I aim to celebrate all that is to be marvelled at in nature; to catch, in colour and form, a glimpse of the miracle of creation Alexandra Milton

5 Ways to Save the Bees

Sunday, January 22nd, 2012

The latest on the pesticide threat to bees (see Nicotine Bees) is a small victory: a garden supplier has removed the words ‘low toxic to beneficial insects’ from an advertisement for  Confidor. This pesticide is extremely toxic to the world’s most beneficial insect, the honey bee. These nicotine-based pesticides are banned in Europe because of links to bee deaths. They stay in the plant right through to flowering – so bees are poisoned by pollen, nectar, dust, and water. Latest research shows how the pesticides contribute to the bee crisis by exposing bees from multiple sources. Photo: Sarah Anderson.

5 Ways to Save the Bees:

  1. Avoid chemicals such as Confidor,  Poncho, Advantage, Marathon, Merit and Admire (grotesque names).
  2. Buy local honey.
  3. Grow bee-friendly plants, such as lavender.
  4. Let there be weeds; let the broccoli go to seed.
  5. Put out clean water in a shallow dish.

Book People

Tuesday, July 19th, 2011

Alone we are one drop, together we are an ocean Ryunosuke Satoro

Honey bees are a super-organism: each one working for the health of the whole. In the same way many people contribute to a book. At the writer’s end: family, friends, writing group, experts, research subjects. At the publishers: editor, proof-reader, designer, publicist, education coordinator, accountant. In the world: distributors, retailers, reviewers, website designer, media, networkers and most importantly, readers. Readers are the book’s power — an unread book will wither like a hive without a queen.

Photo: Swarm by Sarah Anderson

Nicotine Bees

Thursday, June 23rd, 2011

The home garden supplier, Yates, advertises a handy spray-can of pesticide as ‘low toxic to beneficial insects’ and ‘soft on beneficial insects’. Lies. The pesticide is extremely toxic to the world’s most beneficial insect, the honey bee – a nerve poison 7000 times more lethal than DDT. The pesticide (Confidor) contains nicotine-based poisons which are now banned in France, Italy, Germany, and Slovenia, because of links to massive bee deaths.

- **DATA EXCERPTS**:
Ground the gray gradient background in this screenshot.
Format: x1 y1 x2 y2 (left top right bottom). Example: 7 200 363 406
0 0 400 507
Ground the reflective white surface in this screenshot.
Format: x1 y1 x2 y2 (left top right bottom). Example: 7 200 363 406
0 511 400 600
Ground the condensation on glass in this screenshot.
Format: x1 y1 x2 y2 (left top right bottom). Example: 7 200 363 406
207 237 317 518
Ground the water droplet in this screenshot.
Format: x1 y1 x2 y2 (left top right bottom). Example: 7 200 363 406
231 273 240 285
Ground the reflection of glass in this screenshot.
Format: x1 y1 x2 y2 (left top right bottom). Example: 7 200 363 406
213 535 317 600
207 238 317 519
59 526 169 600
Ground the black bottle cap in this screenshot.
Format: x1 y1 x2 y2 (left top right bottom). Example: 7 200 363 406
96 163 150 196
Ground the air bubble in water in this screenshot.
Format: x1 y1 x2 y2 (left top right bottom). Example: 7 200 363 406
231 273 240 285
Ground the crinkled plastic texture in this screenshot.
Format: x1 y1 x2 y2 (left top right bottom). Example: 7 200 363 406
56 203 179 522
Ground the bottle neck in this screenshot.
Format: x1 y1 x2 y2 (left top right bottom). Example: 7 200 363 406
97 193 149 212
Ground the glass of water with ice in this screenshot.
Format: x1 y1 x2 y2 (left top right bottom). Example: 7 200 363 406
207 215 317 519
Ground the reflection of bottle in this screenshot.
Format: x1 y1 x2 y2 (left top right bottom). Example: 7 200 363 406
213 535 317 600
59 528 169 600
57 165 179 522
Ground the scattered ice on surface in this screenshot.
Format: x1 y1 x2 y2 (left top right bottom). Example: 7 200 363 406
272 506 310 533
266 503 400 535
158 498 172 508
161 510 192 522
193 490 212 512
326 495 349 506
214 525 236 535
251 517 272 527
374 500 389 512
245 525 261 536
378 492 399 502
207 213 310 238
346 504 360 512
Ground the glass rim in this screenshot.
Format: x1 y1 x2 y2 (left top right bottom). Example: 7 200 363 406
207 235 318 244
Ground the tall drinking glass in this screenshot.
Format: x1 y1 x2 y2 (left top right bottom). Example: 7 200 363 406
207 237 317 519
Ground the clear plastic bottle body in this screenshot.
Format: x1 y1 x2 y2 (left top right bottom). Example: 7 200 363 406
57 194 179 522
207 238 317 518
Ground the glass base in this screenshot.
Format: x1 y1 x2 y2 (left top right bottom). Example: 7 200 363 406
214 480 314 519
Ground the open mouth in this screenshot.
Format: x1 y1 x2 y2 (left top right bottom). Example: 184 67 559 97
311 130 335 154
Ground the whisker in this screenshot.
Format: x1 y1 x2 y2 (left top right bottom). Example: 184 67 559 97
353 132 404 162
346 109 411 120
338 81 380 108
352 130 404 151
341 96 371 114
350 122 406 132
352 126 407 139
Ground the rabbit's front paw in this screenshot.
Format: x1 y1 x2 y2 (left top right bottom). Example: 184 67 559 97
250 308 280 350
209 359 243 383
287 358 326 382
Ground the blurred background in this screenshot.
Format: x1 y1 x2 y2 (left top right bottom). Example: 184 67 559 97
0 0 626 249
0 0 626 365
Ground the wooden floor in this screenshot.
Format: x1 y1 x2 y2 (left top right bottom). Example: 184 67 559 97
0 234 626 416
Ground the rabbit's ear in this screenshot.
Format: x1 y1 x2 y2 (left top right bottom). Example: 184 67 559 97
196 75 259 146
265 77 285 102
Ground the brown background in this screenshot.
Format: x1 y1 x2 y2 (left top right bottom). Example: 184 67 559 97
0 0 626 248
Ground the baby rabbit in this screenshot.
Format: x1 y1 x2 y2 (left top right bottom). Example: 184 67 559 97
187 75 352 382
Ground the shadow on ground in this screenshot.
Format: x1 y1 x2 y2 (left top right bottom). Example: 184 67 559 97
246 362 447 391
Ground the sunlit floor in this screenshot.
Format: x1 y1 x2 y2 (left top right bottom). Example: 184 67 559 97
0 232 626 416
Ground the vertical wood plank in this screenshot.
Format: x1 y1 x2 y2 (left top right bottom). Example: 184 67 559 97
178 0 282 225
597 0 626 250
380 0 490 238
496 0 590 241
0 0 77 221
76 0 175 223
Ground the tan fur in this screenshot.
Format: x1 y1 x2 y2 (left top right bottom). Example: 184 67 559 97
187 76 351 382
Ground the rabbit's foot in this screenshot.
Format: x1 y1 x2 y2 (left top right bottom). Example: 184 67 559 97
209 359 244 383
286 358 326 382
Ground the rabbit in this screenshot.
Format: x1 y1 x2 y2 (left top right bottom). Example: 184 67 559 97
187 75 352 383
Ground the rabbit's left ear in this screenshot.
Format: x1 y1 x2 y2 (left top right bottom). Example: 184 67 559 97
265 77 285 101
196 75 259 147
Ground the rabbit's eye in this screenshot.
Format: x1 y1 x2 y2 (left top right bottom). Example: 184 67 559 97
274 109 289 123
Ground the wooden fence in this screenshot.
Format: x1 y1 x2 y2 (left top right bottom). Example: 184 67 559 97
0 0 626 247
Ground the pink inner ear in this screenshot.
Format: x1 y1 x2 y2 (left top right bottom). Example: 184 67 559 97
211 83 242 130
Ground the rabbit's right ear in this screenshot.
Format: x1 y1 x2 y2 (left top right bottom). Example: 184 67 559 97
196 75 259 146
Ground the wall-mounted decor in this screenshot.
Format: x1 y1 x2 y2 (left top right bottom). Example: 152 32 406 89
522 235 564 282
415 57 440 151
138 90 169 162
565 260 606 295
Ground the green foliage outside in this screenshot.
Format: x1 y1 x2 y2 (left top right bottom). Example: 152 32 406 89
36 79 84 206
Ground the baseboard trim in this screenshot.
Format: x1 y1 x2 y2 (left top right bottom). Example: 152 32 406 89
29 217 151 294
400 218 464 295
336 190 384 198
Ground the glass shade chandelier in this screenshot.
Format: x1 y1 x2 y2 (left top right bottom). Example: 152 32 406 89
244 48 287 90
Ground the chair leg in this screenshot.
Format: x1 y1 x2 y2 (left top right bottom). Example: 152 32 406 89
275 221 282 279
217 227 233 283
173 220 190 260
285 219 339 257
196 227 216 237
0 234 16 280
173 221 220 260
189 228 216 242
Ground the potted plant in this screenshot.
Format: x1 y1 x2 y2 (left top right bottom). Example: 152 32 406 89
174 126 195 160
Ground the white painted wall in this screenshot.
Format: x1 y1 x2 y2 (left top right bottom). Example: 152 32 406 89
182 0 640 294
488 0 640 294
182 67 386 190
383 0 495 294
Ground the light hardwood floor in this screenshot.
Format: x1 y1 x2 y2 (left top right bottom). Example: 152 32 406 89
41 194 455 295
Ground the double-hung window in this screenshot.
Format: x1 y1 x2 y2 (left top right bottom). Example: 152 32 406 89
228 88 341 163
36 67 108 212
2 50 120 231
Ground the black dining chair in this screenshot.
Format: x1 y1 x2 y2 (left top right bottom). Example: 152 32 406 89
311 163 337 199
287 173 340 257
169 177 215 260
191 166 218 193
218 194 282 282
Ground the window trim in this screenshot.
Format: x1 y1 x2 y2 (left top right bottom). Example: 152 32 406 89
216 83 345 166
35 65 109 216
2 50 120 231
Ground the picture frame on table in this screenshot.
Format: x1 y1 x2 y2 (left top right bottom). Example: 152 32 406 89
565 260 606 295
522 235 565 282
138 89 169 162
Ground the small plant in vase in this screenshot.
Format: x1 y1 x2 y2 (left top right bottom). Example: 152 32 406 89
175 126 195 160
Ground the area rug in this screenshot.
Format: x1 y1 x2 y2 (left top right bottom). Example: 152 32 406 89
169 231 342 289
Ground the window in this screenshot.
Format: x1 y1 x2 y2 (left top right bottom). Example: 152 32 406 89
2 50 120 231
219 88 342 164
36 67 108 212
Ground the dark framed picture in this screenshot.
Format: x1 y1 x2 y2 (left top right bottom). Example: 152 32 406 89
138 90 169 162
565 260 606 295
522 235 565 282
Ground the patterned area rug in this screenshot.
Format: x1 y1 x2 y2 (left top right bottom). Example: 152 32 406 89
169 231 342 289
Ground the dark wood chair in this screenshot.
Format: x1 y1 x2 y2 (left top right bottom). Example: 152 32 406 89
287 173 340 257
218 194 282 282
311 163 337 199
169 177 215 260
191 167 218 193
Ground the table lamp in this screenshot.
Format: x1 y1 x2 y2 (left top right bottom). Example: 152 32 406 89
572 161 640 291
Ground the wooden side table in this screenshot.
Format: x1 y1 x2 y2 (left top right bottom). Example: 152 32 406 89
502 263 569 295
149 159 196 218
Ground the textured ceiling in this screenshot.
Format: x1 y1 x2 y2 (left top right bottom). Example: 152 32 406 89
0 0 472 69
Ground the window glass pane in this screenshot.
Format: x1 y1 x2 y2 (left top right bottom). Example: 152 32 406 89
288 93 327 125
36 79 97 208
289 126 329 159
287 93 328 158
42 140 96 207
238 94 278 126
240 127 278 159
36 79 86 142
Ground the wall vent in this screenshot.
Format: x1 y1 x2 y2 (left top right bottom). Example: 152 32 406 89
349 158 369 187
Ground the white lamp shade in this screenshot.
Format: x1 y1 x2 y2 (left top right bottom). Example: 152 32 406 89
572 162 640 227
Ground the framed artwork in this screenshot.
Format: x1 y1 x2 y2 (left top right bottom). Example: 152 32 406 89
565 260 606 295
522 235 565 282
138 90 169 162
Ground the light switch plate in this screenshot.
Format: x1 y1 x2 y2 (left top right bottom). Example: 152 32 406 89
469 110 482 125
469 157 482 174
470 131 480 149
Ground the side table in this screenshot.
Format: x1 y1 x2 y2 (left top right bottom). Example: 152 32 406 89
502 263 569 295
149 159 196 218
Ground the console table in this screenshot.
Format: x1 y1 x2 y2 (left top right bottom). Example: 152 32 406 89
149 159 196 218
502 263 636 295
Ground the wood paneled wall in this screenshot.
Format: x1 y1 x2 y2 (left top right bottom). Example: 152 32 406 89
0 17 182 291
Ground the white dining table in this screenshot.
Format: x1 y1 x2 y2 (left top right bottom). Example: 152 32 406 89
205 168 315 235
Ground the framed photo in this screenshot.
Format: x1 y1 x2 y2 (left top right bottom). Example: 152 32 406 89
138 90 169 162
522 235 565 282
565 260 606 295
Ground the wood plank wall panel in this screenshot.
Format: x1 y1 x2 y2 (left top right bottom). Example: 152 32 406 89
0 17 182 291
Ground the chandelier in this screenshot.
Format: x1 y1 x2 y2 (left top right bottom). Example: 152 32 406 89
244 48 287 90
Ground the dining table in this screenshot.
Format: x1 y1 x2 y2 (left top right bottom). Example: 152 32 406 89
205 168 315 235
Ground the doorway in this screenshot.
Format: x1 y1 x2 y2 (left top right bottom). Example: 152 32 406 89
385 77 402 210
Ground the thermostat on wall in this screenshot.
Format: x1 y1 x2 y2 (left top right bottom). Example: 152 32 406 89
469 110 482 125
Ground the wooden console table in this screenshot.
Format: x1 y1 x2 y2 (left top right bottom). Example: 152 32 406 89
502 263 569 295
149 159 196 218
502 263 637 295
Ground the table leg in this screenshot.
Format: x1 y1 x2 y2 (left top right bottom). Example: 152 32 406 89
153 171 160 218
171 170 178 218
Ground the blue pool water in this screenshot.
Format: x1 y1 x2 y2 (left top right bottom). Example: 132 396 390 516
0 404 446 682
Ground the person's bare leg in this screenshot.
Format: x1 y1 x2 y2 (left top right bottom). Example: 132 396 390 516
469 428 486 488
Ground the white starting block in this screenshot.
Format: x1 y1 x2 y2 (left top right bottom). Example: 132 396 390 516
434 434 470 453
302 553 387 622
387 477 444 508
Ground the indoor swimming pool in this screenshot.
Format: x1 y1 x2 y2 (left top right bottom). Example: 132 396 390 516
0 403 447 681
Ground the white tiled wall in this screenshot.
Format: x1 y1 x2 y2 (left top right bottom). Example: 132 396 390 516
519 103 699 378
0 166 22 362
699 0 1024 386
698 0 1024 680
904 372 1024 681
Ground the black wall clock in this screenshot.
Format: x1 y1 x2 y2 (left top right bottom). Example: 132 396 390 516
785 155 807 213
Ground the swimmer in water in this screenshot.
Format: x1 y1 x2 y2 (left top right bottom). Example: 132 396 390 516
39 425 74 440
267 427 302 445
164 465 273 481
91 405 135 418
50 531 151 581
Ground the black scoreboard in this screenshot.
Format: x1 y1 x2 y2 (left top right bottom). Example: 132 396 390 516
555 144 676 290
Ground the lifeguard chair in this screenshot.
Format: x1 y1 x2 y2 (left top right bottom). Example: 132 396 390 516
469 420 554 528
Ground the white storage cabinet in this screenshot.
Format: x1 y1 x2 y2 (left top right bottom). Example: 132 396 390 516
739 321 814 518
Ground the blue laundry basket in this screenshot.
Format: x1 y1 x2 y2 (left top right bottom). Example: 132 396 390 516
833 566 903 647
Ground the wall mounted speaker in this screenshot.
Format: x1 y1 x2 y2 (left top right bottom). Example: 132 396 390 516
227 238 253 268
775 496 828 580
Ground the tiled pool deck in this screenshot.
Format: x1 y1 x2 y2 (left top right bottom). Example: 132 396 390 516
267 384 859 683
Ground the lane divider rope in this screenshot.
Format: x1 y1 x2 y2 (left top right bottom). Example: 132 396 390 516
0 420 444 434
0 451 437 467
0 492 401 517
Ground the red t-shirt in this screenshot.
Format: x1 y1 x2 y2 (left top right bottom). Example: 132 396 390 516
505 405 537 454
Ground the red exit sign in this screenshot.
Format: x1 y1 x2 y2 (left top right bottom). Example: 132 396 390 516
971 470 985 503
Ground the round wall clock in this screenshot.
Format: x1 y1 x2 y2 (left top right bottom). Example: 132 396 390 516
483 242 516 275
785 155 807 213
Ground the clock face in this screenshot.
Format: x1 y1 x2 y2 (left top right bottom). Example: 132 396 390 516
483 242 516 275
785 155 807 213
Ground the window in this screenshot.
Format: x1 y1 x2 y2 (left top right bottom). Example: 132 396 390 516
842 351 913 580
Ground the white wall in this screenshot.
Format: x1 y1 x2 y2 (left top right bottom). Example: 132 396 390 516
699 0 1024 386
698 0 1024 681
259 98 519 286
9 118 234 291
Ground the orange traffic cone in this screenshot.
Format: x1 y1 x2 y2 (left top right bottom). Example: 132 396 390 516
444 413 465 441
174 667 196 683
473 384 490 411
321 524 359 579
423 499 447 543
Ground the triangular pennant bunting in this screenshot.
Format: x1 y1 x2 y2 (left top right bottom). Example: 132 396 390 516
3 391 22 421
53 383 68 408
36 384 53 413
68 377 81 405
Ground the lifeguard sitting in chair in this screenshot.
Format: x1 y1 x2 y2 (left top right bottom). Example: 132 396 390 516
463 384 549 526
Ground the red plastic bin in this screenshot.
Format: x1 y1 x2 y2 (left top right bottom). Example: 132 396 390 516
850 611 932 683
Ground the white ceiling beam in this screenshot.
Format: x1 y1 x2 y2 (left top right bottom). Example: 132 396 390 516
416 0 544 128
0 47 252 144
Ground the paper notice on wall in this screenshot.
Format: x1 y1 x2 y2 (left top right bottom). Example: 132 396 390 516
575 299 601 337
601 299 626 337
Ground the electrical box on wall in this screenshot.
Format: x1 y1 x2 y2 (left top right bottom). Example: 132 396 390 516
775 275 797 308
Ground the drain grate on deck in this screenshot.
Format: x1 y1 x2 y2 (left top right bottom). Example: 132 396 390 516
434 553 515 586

- **TASK INSTRUCTIONS**:
A - Answer these questions using the blog excerpt on bees, one line each:
(i) Which plant does the list of five ways give as an example of a bee-friendly plant?
(ii) In the "Book People" post, what will an unread book wither like?
(iii) In which four countries does the "Nicotine Bees" post say the nicotine-based poisons are banned?
B - Quote the part of the blog excerpt on bees that begins with the words containing "Sunday, January 22nd, 2012" and ends with "Admire (grotesque names).".

- **RESULTS BY TASK**:
A -
(i) Lavender.
(ii) A hive without a queen.
(iii) France, Italy, Germany, and Slovenia.

B -
Sunday, January 22nd, 2012

The latest on the pesticide threat to bees (see Nicotine Bees) is a small victory: a garden supplier has removed the words ‘low toxic to beneficial insects’ from an advertisement for  Confidor. This pesticide is extremely toxic to the world’s most beneficial insect, the honey bee. These nicotine-based pesticides are banned in Europe because of links to bee deaths. They stay in the plant right through to flowering – so bees are poisoned by pollen, nectar, dust, and water. Latest research shows how the pesticides contribute to the bee crisis by exposing bees from multiple sources. Photo: Sarah Anderson.

5 Ways to Save the Bees:

  1. Avoid chemicals such as Confidor,  Poncho, Advantage, Marathon, Merit and Admire (grotesque names).